::: Material for this exercise
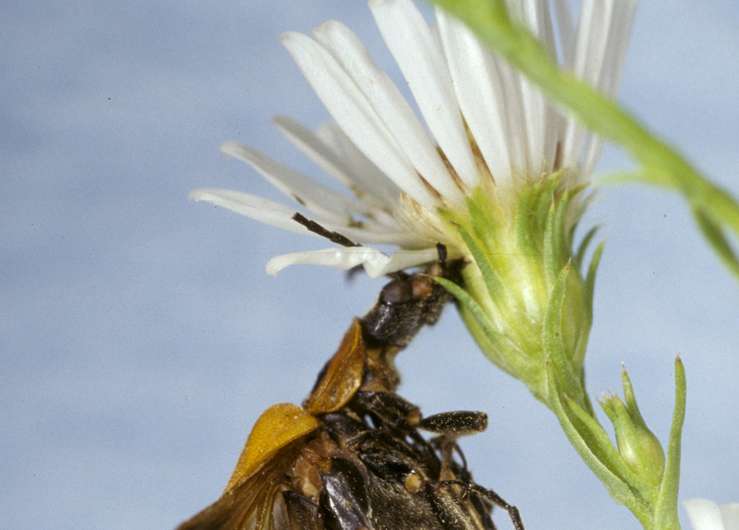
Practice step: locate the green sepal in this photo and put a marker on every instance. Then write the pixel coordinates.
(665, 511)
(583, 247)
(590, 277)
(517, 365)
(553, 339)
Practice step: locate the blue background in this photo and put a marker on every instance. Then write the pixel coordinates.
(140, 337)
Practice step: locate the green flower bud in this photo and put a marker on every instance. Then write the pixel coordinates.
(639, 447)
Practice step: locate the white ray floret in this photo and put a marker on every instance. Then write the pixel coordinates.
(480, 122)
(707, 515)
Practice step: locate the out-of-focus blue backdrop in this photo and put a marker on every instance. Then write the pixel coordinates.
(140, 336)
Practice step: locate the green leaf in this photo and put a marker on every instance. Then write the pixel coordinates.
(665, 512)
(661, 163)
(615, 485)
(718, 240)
::::::
::: Material for this exercise
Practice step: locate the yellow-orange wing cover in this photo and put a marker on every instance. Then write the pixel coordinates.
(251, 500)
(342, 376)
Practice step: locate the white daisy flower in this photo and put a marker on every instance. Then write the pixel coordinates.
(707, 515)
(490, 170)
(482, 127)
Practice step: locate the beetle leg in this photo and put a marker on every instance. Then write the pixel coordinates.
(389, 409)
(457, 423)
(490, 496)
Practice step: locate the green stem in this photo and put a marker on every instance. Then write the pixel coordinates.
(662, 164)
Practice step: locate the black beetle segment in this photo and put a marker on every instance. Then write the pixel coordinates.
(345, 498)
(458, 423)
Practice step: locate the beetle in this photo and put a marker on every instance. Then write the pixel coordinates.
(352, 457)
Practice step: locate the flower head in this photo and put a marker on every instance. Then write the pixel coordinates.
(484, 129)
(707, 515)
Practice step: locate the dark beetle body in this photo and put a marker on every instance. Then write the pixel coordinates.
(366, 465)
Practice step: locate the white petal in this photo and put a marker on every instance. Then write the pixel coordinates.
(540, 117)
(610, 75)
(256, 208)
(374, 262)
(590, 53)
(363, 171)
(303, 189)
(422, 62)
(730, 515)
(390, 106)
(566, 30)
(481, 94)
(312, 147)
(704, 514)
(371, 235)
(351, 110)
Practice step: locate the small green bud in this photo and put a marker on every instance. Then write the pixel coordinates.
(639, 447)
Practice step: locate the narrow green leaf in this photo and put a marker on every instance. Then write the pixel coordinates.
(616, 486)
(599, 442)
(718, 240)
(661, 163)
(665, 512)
::::::
Written exercise: Please count the lines in the entries above that contain the string "flower", treating uppercase and lowercase as different. Reply with the number alone.

The output: 3